# Exercise prompt:
In the entries below, copy out verbatim the lines starting at the one that contains "of the goalkeeper" and ending at the one that contains "[[202, 40]]".

# Data shown:
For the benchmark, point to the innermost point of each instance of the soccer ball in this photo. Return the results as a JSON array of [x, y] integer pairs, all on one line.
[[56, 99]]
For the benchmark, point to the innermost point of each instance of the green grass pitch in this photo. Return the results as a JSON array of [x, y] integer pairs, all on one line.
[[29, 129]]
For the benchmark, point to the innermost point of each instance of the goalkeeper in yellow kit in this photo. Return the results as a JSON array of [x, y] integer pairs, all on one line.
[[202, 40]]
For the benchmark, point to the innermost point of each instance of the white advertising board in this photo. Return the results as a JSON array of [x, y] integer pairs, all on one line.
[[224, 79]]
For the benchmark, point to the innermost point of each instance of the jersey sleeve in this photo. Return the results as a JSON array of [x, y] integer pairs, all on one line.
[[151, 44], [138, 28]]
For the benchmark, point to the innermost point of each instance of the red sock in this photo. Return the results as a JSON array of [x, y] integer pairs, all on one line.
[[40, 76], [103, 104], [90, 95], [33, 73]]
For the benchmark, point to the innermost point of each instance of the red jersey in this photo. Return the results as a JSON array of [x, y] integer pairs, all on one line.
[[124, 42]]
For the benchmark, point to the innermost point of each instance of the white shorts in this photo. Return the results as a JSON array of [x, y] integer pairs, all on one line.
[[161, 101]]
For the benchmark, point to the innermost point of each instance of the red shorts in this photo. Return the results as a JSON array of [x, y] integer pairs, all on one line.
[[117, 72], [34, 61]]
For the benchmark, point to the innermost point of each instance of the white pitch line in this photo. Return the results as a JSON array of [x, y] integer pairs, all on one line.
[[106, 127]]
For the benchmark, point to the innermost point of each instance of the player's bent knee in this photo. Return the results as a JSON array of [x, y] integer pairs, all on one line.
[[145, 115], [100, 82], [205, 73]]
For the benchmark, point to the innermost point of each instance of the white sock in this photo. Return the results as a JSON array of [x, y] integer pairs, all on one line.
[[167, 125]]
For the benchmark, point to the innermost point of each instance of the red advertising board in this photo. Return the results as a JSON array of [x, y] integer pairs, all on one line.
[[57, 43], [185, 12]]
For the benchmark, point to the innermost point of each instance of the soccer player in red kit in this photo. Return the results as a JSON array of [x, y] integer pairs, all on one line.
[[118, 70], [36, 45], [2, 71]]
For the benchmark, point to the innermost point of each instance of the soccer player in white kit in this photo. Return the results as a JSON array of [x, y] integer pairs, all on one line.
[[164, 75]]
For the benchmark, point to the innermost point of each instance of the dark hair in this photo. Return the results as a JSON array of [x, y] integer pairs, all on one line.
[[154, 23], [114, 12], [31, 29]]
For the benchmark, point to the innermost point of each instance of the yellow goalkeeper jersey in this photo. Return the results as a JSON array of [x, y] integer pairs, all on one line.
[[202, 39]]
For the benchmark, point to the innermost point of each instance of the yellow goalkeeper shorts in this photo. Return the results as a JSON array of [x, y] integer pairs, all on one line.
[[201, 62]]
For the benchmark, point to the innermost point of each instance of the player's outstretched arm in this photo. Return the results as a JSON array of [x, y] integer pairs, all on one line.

# Final result:
For the benchmark, point to the innermost point of each instance of the goalkeeper in yellow kit in this photo. Return the results as a JSON array of [x, y] integer pairs, all on one line.
[[202, 40]]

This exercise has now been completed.